Un racconto. “Un uomo dell’Estremo Nord cerca una via di sfogo al proprio sentimento, non distrutto né del tutto avvelenato da decenni di vita alla Kolyma. L’uomo spedisce per via aerea un plico: non libri, fotografie o versi, ma un ramo di lance, un ramo morto della natura vivente. A Mosca mettono questo strano regalo – il ramo di un albero artico, colore marrone chiaro, secco, raffreddato dai venti della traversata aerea, avvizzito, strapazzato nel vagone postale, severo e scarno – nell’acqua. Lo mettono in un barattolo da conserva, riempito con la caustica acqua dorata e disinfettata dell’acquedotto di Mosca, un’acqua che, si direbbe, è ben contenta di far disseccare ogni cosa che vive: la morta acqua dei rubinetti di Mosca. (…) Passano tre giorni e tre notti e la padrona di casa viene svegliata da uno strano, vago odore di resina, debole, sottile, nuovo. Nella ruvida pelle legnosa si sono aperti e sono apparsi distintamente gli aghi – freschi, giovani e vitali, dal colore verde – i nuovi germogli”. (Varlam Šalamov, La resurrezione del larice)
Nei vangeli ritroviamo diversi racconti pasquali della risurrezione di Gesù. Ogni evangelista sviluppa una particolare prospettiva teologica e narrativa. Quello che qui cerchiamo di fare è di tratteggiare alcuni di questi elementi. In particolare, ci soffermiamo su alcuni segni utilizzati per parlare della risurrezione di Gesù attraverso le diverse narrazioni evangeliche.
L’evento della risurrezione non può essere descritto in se stesso. È un evento che si colloca oltre il tempo e lo spazio. I vangeli cercano di rappresentare le conseguenze di questo evento. Innanzi tutto, vengono tratteggiati gli scenari che si aprono a livello di esperienza come discepoli e discepole del Signore. In seguito, ci sarà, nelle Lettere e negli altri scritti neotestamentari, lo sviluppo teologico dell’evento-risurrezione. I vangeli contengono una variegata prospettiva di segni che ci presentano lo svelamento della risurrezione di Gesù.

## Consegne
a. Riscrivi in forma di elenco puntato il paragrafo dell'estratto sulla risurrezione che comincia con "L'evento della risurrezione non può essere descritto", conservandone i fatti principali.
b. Secondo l'estratto sulla risurrezione, in quali scritti avrà luogo lo sviluppo teologico dell'evento-risurrezione?
c. Scrivi il seguito dell'estratto sulla risurrezione, cominciando subito dopo la sua ultima frase.
Il materiale che segue è separato dall'estratto sulla risurrezione e va considerato a sé.

## Dati forniti
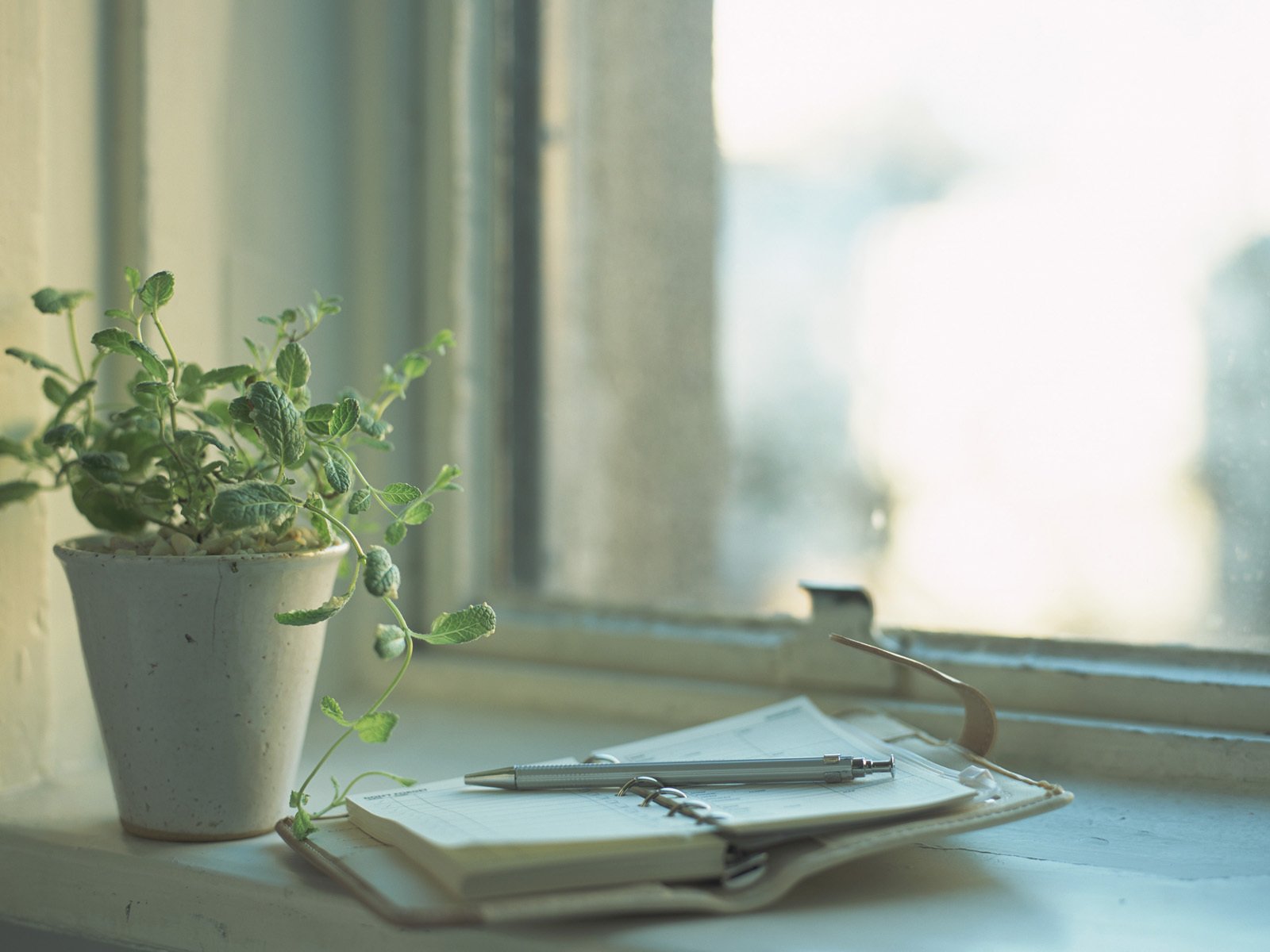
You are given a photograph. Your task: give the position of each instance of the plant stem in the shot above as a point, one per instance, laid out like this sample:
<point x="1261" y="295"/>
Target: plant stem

## Risposte alle consegne
a.
- La risurrezione non si può descrivere in se stessa, perché si colloca oltre il tempo e lo spazio.
- I vangeli ne rappresentano le conseguenze.
- Anzitutto delineano gli scenari che si aprono nell'esperienza di discepoli e discepole del Signore.
- Lo sviluppo teologico dell'evento-risurrezione verrà poi nelle Lettere e negli altri scritti neotestamentari.
- I vangeli offrono una varietà di segni che svelano la risurrezione di Gesù.

b. Nelle Lettere e negli altri scritti neotestamentari.

c.
Il primo segno che manifesta la risurrezione di Gesù è quello della tomba vuota. I quattro vangeli, seppure in modo differente, raccontano della scoperta da parte delle donne della tomba vuota. Esse si erano recate alla tomba di Gesù con olii aromatici per imbalsamarne il corpo, ma la trovano aperta e vuota. Tutti e quattro i vangeli riportano il segno della tomba vuota, con differenze tra le diverse narrazioni. Nel vangelo di Marco – quello più antico – è l’unico segno riportato nel testo originale (cioè il testo precedente alla redazione del “finale lungo”). Questo segno precede tutte le apparizioni di Gesù.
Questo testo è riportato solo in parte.